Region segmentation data
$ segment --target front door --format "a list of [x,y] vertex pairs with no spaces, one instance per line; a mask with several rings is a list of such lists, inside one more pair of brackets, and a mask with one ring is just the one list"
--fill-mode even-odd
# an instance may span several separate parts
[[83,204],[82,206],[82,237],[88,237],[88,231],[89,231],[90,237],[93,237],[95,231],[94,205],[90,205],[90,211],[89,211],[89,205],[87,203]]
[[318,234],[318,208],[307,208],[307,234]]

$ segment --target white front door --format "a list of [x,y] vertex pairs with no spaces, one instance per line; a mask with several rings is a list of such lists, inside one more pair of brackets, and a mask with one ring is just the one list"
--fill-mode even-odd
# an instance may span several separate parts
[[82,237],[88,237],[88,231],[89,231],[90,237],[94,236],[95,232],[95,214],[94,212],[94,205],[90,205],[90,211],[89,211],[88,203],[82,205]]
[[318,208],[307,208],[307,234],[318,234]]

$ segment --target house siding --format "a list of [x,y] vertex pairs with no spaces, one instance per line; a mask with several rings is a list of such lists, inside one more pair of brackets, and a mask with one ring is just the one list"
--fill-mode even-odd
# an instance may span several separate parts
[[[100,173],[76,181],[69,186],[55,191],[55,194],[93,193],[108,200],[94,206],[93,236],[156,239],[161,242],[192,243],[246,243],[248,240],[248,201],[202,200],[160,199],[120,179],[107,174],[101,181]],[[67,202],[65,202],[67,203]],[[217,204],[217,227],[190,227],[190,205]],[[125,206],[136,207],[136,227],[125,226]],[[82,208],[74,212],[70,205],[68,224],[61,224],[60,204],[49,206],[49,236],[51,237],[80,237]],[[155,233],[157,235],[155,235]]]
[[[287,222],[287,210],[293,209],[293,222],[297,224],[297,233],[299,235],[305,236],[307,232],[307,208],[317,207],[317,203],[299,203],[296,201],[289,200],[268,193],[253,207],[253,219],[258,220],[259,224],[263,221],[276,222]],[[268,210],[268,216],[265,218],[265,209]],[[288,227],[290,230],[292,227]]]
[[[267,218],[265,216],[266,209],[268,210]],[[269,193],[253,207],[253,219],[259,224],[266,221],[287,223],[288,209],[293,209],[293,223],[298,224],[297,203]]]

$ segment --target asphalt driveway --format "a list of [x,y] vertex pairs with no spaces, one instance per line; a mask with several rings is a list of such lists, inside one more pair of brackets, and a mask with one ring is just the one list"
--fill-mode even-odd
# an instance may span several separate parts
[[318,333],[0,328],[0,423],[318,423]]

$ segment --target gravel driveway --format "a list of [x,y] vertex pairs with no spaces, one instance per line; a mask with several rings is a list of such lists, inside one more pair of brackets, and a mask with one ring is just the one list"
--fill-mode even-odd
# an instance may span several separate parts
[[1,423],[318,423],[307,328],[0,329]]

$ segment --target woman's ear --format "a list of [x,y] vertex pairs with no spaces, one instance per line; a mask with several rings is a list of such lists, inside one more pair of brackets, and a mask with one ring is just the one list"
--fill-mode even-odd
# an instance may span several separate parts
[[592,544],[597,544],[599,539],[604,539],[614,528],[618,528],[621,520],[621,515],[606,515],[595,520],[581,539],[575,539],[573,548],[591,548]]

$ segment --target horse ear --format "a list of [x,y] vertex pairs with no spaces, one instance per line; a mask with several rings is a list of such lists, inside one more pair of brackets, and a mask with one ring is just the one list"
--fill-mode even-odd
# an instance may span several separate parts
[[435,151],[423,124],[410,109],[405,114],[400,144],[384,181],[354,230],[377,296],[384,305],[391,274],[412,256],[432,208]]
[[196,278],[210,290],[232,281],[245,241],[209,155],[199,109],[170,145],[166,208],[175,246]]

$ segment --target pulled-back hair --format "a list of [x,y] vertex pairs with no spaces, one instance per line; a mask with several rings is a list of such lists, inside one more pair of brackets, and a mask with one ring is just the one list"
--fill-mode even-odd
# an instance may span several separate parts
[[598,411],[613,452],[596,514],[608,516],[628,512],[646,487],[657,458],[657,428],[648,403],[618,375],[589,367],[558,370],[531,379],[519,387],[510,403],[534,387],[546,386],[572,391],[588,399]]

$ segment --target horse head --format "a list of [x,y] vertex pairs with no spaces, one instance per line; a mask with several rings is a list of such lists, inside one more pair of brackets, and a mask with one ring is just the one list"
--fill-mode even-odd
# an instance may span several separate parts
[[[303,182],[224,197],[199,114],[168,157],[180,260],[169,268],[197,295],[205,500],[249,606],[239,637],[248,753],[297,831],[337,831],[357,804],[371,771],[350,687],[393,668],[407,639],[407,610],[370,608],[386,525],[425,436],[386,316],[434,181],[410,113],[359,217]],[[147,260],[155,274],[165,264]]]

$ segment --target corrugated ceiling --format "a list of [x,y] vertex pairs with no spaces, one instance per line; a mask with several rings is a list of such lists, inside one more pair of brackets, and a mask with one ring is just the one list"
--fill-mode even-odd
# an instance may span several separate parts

SET PROBLEM: Please reproduce the rows above from the line containing "segment --target asphalt" through the line containing "[[318,333],[0,328],[0,423],[318,423]]", request lines included, and resize every coordinate in the answer by multiplying it by 1.95 and rounding to a whole number, with halves rounded up.

FULL SOLUTION:
$ segment --target asphalt driveway --format "a list of [x,y] vertex pairs with no spaces, one instance per line; a mask with several rings is a list of such lists, inside one more pair of brackets, and a mask with one ring is just the one list"
--fill-mode even-odd
# an instance may span several separate parts
[[620,649],[0,640],[0,825],[620,825]]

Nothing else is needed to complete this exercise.